> _Fragmento de texto_:
"""

Con el paso de los años, el trabajo escaseaba y la situación hizo que Antonio tuviera que buscarse la vida en lo más profundo de Castilla La Mancha. Talavera de la Reina fue el lugar donde tuvo que emigrar para seguir poniendo un plato en la mesa a su familia. Allí, tuvo que comenzar de nuevo como lo hacen los hombres valientes, los que se ganan el pan con el sudor de su frente. Y allí siguió queriendo al amor de su vida, Nuria. Y, por supuesto, al Real Betis.

A su Betis, a ese que le daba más disgustos que alegrías, pero al que seguía queriendo como el primer día. Allí, en esas tierras duras y frías de la Castilla llana, siguió el paso su equipo por los campos de tercera y segunda, los descensos y ascensos, la llegada del Currobetis, la noche triunfal del Calderón, la salida de la UVI, la llegada de los grandes fichajes, la decepción del Bernabéu o el inolvidable gol de Dani a Juan Elía en una noche de once de junio.

"""

> _Conjunto de datos_:
"""

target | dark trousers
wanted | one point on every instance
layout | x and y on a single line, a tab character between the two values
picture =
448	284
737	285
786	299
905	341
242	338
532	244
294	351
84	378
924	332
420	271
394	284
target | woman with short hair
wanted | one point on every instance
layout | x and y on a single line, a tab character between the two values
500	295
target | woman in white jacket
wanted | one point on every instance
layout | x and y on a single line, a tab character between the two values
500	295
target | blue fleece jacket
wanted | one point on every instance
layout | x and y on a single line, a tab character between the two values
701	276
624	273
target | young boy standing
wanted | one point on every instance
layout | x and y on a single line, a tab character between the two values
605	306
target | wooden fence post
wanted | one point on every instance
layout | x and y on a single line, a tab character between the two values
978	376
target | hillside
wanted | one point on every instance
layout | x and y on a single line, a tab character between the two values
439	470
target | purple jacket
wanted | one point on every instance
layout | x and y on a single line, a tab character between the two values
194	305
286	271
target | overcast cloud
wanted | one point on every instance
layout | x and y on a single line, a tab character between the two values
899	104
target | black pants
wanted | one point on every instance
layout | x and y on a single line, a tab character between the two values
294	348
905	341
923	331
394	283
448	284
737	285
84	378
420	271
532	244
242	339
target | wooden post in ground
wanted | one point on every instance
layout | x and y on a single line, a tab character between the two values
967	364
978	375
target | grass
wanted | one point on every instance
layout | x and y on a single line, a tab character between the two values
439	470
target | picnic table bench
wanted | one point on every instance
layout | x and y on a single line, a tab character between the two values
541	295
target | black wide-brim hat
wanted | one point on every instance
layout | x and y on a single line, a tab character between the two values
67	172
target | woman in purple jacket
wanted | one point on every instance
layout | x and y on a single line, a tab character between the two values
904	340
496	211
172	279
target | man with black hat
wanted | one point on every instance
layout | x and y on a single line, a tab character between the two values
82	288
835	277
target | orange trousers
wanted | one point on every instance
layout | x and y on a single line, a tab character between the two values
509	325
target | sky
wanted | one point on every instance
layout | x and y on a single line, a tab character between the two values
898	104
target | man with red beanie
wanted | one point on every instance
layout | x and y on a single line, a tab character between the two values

"""

> _Requisitos de la tarea_:
(a) Responde estas preguntas sobre el fragmento:
(i) ¿A qué lugar tuvo que emigrar Antonio?
(ii) ¿Cómo se llama el amor de su vida?
(iii) ¿Qué gol se describe como inolvidable?
(b) Repite sin cambios la parte del fragmento que empieza en "Con el paso" y termina en "al Real Betis.".

> _Lista de respuestas_:
(a)
(i) A Talavera de la Reina.
(ii) Nuria.
(iii) El gol de Dani a Juan Elía en una noche de once de junio.

(b)
Con el paso de los años, el trabajo escaseaba y la situación hizo que Antonio tuviera que buscarse la vida en lo más profundo de Castilla La Mancha. Talavera de la Reina fue el lugar donde tuvo que emigrar para seguir poniendo un plato en la mesa a su familia. Allí, tuvo que comenzar de nuevo como lo hacen los hombres valientes, los que se ganan el pan con el sudor de su frente. Y allí siguió queriendo al amor de su vida, Nuria. Y, por supuesto, al Real Betis.